### What this task involves
Extend the Petroleum News article on the Northeast NPR-A plan amendment beyond its final sentence.

Vol. 12, No. 3 Week of January 15, 2006

Amendment OK’d

Interior approves Northeast NPR-A plan changes; sale planned for fall

Kristen Nelson

Petroleum News

The U.S. Department of the Interior has approved a plan amendment for the northeast area of the National Petroleum Reserve-Alaska, allowing leasing north of Teshekpuk Lake but also expanding areas where no surface occupancy will be allowed.

The plan amendment allows for leasing of the area north of Teshekpuk Lake in seven large tracts. This area was off limits to leasing under the original 1998 plan for northeast NPR-A.

But, BLM Alaska State Director Henri Bisson told Petroleum News Jan. 11, surface development on those seven tracts will be limited. “We have put a cap of 300 acres of new surface disturbance for construction of things like in-field roads, air strips, production pads, satellite pads and that sort of thing.

“So that means that there’s a cap of roughly 2,100 acres of possible disturbance on that 389,000 acres (the area now available for leasing north of the lake) which is less than one-half of 1 percent of the area.”

The amended plan uses lease stipulations and required operating procedures similar to those adopted for the northwest NPR-A in 2004.

The northeast NPR-A planning area has some 4.6 million acres, and the amendment makes additional acreage available for leasing and uses “performance-based lease stipulations and required operating procedures to increase flexibility in protecting important surface resources from the impacts of oil and gas activities,” Interior said in its record of decision.

Some 4.4 million acres, 95 percent of the planning area, are now available for oil and gas leasing, with leasing deferred on Teshekpuk Lake, approximately 211,000 acres, and leasing in the Colville River special area deferred until the Colville River management plan is completed.

Record of decision has changes

The amendment was developed by the Bureau of Land Management, which manages NPR-A. The record of decision was signed Jan. 11 by Deputy Assistant Secretary of the Interior Chad Calvert.

Bisson said the record of decision contains a number of changes based on comments from local government, North Slope residents and various organizations. The changes, he said in a statement, “have been included specifically to benefit subsistence users and wildlife values in the northeast planning area.”

### Entries supplied

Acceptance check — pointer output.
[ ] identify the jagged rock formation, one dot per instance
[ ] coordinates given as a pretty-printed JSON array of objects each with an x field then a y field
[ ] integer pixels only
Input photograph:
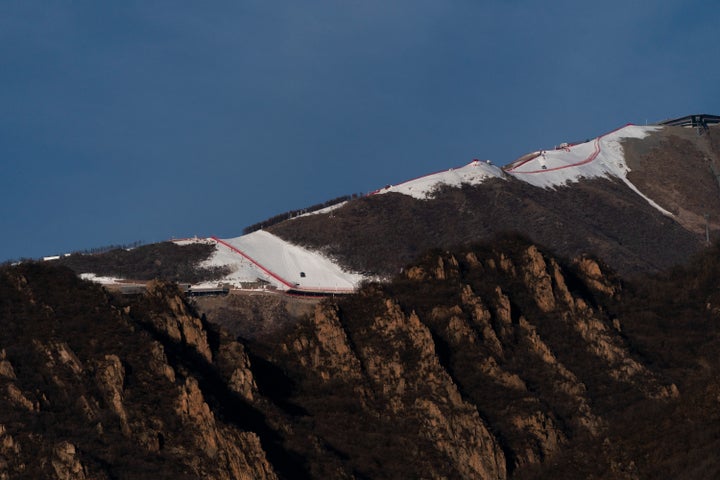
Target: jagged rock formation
[
  {"x": 496, "y": 361},
  {"x": 89, "y": 392}
]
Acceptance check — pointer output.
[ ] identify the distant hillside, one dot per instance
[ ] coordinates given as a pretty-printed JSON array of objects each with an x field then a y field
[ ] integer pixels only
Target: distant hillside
[{"x": 165, "y": 260}]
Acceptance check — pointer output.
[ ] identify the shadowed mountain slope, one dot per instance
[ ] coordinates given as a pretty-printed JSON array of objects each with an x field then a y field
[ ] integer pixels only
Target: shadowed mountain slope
[{"x": 494, "y": 361}]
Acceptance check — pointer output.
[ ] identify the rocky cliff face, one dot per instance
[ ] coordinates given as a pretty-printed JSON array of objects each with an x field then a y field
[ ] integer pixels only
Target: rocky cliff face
[
  {"x": 492, "y": 362},
  {"x": 89, "y": 392}
]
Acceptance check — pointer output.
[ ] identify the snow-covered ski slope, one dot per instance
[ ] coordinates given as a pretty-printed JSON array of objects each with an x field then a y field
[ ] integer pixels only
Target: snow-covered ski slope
[
  {"x": 263, "y": 256},
  {"x": 600, "y": 157}
]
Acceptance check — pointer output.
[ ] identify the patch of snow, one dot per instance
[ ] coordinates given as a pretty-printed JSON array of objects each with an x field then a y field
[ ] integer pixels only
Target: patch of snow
[
  {"x": 288, "y": 266},
  {"x": 600, "y": 157},
  {"x": 190, "y": 241},
  {"x": 242, "y": 270},
  {"x": 422, "y": 188},
  {"x": 100, "y": 279}
]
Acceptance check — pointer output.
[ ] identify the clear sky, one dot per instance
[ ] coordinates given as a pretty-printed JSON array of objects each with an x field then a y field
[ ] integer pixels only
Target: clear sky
[{"x": 146, "y": 120}]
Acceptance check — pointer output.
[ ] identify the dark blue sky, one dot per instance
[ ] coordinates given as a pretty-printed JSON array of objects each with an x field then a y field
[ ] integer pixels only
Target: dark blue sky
[{"x": 146, "y": 120}]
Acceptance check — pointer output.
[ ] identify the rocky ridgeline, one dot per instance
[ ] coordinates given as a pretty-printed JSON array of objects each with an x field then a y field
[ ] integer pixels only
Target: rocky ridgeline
[
  {"x": 97, "y": 397},
  {"x": 489, "y": 369},
  {"x": 491, "y": 362}
]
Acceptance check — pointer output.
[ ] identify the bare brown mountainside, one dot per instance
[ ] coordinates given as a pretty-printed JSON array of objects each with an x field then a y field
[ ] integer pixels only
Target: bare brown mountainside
[
  {"x": 674, "y": 166},
  {"x": 494, "y": 361}
]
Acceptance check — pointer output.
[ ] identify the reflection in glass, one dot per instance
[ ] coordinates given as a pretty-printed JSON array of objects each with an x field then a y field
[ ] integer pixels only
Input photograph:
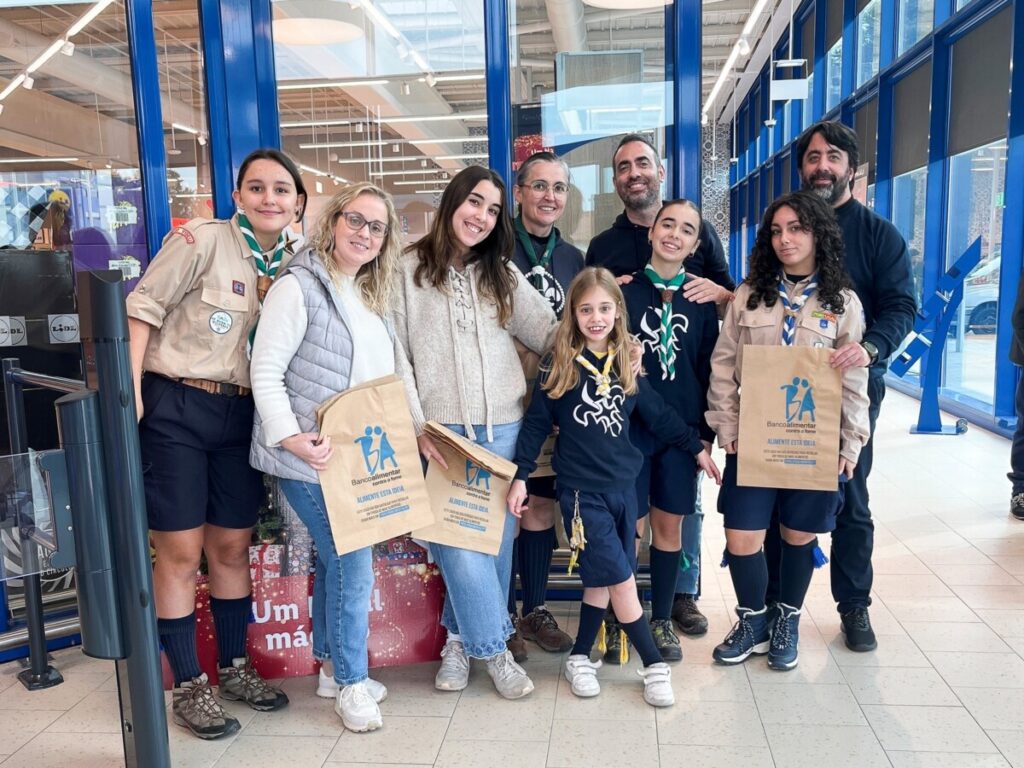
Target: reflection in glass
[
  {"x": 868, "y": 41},
  {"x": 915, "y": 19},
  {"x": 977, "y": 182}
]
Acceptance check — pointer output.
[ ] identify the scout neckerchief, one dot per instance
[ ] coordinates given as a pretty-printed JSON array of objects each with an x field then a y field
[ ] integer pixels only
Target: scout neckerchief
[
  {"x": 793, "y": 307},
  {"x": 543, "y": 261},
  {"x": 603, "y": 377},
  {"x": 666, "y": 347},
  {"x": 266, "y": 269}
]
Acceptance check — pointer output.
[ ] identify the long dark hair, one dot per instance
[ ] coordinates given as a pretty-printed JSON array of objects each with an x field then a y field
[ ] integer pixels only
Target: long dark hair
[
  {"x": 816, "y": 216},
  {"x": 497, "y": 281},
  {"x": 285, "y": 162}
]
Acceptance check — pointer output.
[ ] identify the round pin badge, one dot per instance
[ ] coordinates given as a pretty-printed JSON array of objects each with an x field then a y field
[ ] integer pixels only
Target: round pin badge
[{"x": 220, "y": 322}]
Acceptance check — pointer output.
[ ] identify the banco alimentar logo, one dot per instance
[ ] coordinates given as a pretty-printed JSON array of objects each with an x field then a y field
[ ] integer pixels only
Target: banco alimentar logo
[{"x": 377, "y": 451}]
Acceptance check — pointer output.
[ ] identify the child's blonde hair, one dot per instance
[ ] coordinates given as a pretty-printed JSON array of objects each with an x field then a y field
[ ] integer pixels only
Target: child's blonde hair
[{"x": 563, "y": 374}]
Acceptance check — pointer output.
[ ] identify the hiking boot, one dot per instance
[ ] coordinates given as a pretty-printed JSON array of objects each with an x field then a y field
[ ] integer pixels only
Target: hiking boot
[
  {"x": 517, "y": 643},
  {"x": 582, "y": 674},
  {"x": 328, "y": 688},
  {"x": 195, "y": 708},
  {"x": 616, "y": 645},
  {"x": 687, "y": 615},
  {"x": 510, "y": 679},
  {"x": 657, "y": 685},
  {"x": 784, "y": 637},
  {"x": 1017, "y": 505},
  {"x": 241, "y": 682},
  {"x": 749, "y": 635},
  {"x": 542, "y": 628},
  {"x": 454, "y": 672},
  {"x": 357, "y": 710},
  {"x": 857, "y": 631},
  {"x": 666, "y": 640}
]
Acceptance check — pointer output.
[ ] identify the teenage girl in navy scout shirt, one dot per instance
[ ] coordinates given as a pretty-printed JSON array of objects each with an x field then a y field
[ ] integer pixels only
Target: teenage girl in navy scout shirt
[
  {"x": 190, "y": 318},
  {"x": 588, "y": 389},
  {"x": 797, "y": 293},
  {"x": 550, "y": 263},
  {"x": 678, "y": 337}
]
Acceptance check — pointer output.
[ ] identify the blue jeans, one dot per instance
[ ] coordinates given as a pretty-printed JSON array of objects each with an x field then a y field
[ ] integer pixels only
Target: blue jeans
[
  {"x": 688, "y": 579},
  {"x": 347, "y": 583},
  {"x": 476, "y": 599}
]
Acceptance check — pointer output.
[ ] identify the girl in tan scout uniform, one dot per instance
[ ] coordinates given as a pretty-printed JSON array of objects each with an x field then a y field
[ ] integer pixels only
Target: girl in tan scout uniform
[
  {"x": 797, "y": 294},
  {"x": 192, "y": 318}
]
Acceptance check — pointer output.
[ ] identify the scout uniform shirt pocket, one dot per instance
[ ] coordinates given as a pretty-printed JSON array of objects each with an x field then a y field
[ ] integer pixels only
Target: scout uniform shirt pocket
[
  {"x": 817, "y": 329},
  {"x": 222, "y": 321}
]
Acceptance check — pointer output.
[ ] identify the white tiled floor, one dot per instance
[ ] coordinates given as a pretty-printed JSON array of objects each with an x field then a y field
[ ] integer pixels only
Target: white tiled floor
[{"x": 945, "y": 687}]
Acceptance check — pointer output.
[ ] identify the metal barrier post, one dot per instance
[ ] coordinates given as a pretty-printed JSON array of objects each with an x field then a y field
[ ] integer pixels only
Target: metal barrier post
[
  {"x": 40, "y": 674},
  {"x": 104, "y": 336}
]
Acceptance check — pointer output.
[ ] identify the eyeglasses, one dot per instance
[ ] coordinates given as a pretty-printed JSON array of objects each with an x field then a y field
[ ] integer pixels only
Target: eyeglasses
[
  {"x": 356, "y": 221},
  {"x": 541, "y": 187}
]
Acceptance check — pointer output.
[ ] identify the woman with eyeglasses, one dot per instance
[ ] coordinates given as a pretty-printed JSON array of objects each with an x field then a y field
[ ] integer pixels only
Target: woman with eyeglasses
[
  {"x": 323, "y": 331},
  {"x": 550, "y": 263},
  {"x": 459, "y": 309}
]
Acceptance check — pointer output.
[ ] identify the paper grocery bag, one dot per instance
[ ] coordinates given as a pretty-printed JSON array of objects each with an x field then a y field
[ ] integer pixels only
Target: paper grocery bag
[
  {"x": 790, "y": 406},
  {"x": 468, "y": 498},
  {"x": 373, "y": 483}
]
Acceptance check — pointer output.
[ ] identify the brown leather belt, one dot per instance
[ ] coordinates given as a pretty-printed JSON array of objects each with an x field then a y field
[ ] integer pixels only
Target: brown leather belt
[{"x": 217, "y": 387}]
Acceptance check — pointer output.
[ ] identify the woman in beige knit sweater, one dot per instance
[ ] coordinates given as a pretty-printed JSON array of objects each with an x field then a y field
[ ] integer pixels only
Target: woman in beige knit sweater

### Task output
Bisson told Petroleum News that while companies can explore anywhere in the 389,000 acres north of Teshekpuk Lake during the winter, 242,000 of those acres are “not available for construction of any permanent facilities,” an increase from 217,000 acres in the January 2005 plan and environmental impact statement. This expansion is in goose molting habitat north of Teshekpuk Lake.

He said BLM has “imposed a requirement on ourselves to do three years of study regarding the impact of disturbance on molting geese, before we would permit development,” research which is expected to get under way this year.

Shown in red on the map in one of the large, 45,000 to 60,000 acres, tracts north of the lake is an area where “results of the three years of study that we do on goose disturbance will be used to help us make any decisions on where a facility might or might not be located somewhere in that area,” he said.

Bisson said additional areas of no surface occupancy have been added north of the lake and to the south and west because of caribou calving habitat. Some of those are areas that were in the original northeast plan and have been put back in, he said.

An additional 47,000 acres of caribou habitat and calving area southwest of the lake has been designated no surface occupancy; there was already 141,000 acres of protected caribou calving habitat southeast of the lake. Caribou movement corridors have also been expanded by 9,700 acres northwest of Teshekpuk Lake, reflecting 56,000 acres of corridor protection.

No community road

Bisson said that a provision which would have allowed construction of a community road into the area north of the lake has been removed. Now the only roads allowed will be in-field roads which will count against the maximum 300 acres of development per tract, he said.

The plan amendment has also increased a winter exploration buffer of 1,200 feet around subsistence cabins to a mile.

The special buffer around Fish Creek has not been changed, and a buffer on an additional river has been added.

“And basically from the time we completed the final EIS last January what we’ve done is added additional protection as a result of discussions that we’ve had with the North Slope Borough and other parties. We’ve actually added additional protection to improve our protection of subsistence resources and molting geese.”

Not all issues raised are settled in the plan amendment.

BLM will hold community workshops before a pipeline is proposed through either of two caribou migration corridors. The North Slope Borough, Alaska Department of Fish and Game, U.S. Fish and Wildlife Service, BLM and the companies would all be involved in making decisions on “how best to locate that pipeline,” Bisson said.

“Ultimately we’ll make the decision” about a pipeline, he said, but the workshop would look at things like the height of the pipeline and specific location. There is a lot of concern about whether a pipeline is to the right or left of a caribou migration route. Bisson said that isn’t a decision that needs to be made now. “When we have a proposal let’s sit down with everybody and decide where the best place to put a pipeline is.”

2 billion barrels

“And the bottom line, for me anyway, is that we have, I think, developed the most environmentally responsible approach to oil and gas leasing that the BLM has ever entertained,” Bisson said. For the entire northeast NPR-A planning area “we’re talking about a maximum potential disturbance of one-tenth of 1 percent of the area.”

It is “a very sensitive wildlife area,” Bisson said. “But on the other hand we’re talking about a difference of 600 million barrels of potential production that was authorized in the existing plan going to better than 2 billion barrels and an additional 3.5 trillion cubic feet of gas.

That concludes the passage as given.